**Provided data:**
□ □ □ □ □
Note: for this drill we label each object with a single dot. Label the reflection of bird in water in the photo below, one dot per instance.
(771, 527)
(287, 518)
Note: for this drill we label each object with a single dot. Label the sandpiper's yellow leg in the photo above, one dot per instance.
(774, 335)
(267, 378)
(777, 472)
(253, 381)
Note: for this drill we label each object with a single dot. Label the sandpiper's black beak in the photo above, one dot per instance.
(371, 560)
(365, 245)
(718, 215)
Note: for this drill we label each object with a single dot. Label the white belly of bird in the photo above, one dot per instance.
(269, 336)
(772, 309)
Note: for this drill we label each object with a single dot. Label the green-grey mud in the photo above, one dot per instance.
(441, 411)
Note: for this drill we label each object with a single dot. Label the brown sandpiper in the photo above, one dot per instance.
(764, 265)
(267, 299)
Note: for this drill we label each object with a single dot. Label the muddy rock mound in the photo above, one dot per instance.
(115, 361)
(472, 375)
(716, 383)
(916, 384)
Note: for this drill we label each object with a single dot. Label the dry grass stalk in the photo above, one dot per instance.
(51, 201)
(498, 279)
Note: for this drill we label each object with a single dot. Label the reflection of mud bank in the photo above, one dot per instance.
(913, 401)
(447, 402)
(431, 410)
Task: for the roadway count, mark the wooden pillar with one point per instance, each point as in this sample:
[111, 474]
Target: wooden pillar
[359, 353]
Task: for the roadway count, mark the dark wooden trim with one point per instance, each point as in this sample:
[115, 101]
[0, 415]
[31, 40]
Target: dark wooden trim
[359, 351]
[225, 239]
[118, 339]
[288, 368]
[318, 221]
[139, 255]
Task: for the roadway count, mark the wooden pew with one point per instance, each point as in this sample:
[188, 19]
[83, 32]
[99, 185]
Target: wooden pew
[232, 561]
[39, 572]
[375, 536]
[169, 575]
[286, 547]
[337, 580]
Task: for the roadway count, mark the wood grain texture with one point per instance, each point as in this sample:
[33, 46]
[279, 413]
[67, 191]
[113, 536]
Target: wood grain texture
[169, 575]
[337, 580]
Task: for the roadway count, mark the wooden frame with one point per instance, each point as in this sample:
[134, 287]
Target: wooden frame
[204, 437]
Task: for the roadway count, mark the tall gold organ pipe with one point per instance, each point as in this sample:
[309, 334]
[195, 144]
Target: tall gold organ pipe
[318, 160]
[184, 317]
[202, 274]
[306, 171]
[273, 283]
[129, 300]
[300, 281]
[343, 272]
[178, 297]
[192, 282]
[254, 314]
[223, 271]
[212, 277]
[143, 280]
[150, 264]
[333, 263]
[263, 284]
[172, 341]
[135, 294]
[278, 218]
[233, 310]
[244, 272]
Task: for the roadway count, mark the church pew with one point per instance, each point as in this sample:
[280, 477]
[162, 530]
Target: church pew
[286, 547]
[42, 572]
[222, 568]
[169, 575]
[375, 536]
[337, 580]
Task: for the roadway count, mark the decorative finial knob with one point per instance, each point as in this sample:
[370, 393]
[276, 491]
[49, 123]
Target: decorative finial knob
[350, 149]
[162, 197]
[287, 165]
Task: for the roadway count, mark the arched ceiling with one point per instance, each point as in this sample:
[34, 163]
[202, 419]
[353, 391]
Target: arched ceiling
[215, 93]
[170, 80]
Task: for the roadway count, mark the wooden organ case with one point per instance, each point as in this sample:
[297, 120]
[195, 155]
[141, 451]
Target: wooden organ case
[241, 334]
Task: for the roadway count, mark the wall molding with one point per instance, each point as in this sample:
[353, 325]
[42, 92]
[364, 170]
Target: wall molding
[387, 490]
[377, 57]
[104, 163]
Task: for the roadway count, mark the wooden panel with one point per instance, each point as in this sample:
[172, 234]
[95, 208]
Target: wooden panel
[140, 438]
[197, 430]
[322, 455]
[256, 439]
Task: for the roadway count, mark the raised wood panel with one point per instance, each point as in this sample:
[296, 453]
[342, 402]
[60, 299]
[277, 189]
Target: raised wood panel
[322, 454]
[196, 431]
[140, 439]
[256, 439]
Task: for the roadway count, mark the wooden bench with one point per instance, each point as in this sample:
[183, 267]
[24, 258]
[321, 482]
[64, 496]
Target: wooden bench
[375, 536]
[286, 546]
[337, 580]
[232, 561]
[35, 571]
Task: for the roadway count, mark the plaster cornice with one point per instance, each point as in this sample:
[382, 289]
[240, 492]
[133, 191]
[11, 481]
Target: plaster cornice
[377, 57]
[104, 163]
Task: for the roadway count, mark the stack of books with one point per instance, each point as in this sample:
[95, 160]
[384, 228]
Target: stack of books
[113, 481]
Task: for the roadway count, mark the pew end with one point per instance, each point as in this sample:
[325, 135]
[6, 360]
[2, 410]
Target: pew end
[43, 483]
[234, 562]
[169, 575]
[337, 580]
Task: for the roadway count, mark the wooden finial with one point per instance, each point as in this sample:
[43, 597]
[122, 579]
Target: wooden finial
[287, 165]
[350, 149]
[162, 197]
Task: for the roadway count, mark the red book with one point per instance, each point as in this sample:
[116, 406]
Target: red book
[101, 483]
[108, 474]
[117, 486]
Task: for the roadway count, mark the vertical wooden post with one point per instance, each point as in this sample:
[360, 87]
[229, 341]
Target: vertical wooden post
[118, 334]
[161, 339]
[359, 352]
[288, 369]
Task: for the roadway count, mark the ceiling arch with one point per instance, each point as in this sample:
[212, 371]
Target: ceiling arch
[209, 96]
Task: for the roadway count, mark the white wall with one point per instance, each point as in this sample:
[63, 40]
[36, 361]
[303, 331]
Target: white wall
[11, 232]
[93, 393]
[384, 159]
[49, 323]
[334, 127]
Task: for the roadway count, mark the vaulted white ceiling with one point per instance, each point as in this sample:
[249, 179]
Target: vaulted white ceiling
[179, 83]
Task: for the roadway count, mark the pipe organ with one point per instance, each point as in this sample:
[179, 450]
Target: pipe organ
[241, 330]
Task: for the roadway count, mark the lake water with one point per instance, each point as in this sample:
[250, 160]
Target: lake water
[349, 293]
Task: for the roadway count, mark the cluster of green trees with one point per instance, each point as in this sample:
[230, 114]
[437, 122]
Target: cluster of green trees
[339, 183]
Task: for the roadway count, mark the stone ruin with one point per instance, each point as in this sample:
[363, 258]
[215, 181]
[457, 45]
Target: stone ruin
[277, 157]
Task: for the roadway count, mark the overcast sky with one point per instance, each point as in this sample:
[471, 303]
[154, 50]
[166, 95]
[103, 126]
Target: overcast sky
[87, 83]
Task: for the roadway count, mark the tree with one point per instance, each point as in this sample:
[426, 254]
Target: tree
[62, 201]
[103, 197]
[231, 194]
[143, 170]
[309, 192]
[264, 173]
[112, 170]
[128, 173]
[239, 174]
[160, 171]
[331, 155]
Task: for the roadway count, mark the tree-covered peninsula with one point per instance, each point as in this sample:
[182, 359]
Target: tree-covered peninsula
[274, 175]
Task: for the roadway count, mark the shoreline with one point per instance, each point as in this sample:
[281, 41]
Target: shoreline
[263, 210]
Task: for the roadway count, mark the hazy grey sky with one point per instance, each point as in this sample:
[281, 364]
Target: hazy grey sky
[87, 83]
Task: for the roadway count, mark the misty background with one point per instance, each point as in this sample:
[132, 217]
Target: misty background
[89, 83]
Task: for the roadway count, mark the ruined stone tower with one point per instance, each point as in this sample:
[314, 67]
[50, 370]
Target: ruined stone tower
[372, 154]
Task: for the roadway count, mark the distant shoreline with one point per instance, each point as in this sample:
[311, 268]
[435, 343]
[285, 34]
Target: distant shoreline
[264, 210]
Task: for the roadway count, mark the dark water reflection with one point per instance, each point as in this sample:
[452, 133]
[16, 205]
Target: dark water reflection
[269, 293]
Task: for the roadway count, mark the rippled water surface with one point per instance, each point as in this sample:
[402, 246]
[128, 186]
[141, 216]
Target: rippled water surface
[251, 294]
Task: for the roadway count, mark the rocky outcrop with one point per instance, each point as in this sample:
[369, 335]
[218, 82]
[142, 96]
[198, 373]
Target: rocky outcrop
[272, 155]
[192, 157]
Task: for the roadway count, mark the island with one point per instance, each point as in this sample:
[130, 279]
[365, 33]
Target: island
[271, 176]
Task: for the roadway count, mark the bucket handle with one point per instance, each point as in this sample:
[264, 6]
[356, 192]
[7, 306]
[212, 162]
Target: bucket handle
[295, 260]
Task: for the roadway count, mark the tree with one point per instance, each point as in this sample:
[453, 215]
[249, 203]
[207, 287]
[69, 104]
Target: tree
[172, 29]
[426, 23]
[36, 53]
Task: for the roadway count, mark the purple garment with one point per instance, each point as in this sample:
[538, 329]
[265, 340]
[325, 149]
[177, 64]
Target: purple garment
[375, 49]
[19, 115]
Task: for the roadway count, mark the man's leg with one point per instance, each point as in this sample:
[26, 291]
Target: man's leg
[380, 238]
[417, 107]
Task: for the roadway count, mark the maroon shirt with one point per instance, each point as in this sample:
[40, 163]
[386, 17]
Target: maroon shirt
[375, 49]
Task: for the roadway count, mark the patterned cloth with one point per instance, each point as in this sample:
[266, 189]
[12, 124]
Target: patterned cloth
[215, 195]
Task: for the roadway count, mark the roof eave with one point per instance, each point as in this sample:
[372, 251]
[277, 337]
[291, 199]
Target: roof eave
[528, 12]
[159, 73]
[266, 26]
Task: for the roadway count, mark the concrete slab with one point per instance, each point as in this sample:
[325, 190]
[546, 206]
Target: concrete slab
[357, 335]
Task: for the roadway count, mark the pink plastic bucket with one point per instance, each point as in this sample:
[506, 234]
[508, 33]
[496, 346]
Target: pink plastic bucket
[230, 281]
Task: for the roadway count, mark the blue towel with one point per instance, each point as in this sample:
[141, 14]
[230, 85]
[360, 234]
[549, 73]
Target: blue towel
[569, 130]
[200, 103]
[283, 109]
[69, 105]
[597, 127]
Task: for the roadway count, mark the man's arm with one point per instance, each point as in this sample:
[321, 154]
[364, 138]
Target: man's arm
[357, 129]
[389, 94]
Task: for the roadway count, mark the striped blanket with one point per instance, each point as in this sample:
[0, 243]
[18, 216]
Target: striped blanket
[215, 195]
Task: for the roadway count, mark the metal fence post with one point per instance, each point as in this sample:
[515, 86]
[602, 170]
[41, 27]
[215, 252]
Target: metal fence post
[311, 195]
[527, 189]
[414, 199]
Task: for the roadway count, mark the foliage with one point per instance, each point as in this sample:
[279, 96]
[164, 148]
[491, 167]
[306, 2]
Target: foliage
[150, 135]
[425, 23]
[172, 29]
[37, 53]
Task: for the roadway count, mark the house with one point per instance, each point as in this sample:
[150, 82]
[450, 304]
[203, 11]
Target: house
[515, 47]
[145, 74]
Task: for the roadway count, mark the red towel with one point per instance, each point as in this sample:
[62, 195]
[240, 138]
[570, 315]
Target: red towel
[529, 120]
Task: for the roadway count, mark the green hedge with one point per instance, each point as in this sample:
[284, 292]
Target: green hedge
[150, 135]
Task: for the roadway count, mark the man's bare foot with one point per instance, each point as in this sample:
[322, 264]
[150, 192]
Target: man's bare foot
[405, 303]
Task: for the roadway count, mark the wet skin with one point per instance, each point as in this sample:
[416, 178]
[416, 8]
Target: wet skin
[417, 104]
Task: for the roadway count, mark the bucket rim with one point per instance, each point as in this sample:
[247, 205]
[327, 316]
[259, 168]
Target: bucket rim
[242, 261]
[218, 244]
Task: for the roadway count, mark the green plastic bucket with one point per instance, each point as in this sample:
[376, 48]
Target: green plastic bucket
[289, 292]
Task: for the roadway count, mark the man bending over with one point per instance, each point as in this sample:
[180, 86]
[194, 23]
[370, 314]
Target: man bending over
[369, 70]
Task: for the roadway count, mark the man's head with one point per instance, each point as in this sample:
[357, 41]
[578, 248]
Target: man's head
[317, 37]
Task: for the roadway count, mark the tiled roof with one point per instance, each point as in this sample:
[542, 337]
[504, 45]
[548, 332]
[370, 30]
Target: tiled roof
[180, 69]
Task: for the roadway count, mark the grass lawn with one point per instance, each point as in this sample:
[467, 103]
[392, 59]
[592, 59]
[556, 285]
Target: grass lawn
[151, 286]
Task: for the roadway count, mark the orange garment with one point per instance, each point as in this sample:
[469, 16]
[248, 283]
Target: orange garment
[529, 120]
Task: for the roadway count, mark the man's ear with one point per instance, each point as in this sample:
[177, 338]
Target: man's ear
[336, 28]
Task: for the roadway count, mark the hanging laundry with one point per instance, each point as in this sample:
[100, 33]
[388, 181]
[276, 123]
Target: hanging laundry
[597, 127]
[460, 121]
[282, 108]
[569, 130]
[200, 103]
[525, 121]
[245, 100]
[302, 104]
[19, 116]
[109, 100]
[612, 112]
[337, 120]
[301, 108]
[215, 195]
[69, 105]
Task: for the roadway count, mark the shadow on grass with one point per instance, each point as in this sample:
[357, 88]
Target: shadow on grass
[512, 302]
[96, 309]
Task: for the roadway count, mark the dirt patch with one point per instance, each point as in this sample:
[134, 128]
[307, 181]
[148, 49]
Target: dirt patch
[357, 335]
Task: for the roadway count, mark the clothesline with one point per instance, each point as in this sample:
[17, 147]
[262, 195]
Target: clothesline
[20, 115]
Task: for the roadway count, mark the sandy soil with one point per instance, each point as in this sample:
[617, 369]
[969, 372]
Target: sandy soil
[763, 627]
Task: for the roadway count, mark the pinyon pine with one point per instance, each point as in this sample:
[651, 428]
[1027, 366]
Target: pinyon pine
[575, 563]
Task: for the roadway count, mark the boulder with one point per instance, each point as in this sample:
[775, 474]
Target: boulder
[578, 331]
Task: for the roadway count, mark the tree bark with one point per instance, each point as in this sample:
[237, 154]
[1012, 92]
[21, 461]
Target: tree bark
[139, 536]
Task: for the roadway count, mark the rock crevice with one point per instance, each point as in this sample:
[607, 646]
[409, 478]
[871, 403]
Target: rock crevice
□ □ □ □ □
**Set problem:** Exact repetition is required for the lines from the one that contains "Task: for the roadway count, mark the orange" through the final line; leave out everything else.

**Worked answer:**
Task: for the roadway count, mark the orange garment with one point per instance, each point as in this sample:
[469, 16]
[248, 283]
Target: orange garment
[529, 120]
Task: for the roadway count, mark the man's ear with one point per instance, each point as in this sample:
[177, 338]
Target: man's ear
[336, 28]
Task: for the roadway count, mark the hanging laundry with one point per instance, each point as in this sample:
[100, 33]
[388, 181]
[276, 123]
Target: hanging laundry
[597, 127]
[460, 121]
[282, 108]
[569, 130]
[200, 103]
[525, 121]
[245, 100]
[302, 104]
[19, 116]
[109, 100]
[612, 112]
[337, 120]
[301, 108]
[215, 195]
[69, 105]
Task: for the roadway count, mark the shadow on grass with one point per instance, each point as in this sample:
[357, 88]
Target: shadow on grass
[512, 302]
[96, 309]
Task: for the roadway count, mark the dirt patch with one point per instance, each point as in this sample:
[134, 128]
[307, 181]
[148, 49]
Target: dirt patch
[357, 335]
Task: for the roadway count, mark the clothesline with one point per instance, each point as in this sample:
[17, 147]
[262, 195]
Target: clothesline
[20, 115]
Task: for the roadway count, mark the sandy soil with one point per instance, each point as in this sample:
[617, 369]
[969, 372]
Target: sandy soil
[763, 627]
Task: for the roadway count, mark the pinyon pine with one point per instance, each point as in this sample:
[651, 428]
[1027, 366]
Target: pinyon pine
[575, 563]
Task: for the roadway count, mark the boulder with one point per instance, each point as in this sample:
[775, 474]
Target: boulder
[578, 331]
Task: for the roadway count, mark the tree bark with one point per instance, each point as in this sample:
[237, 154]
[1012, 92]
[21, 461]
Target: tree bark
[139, 536]
Task: for the roadway count, mark the rock crevice with one point per instance, each point as in this sample:
[607, 646]
[409, 478]
[871, 403]
Target: rock crevice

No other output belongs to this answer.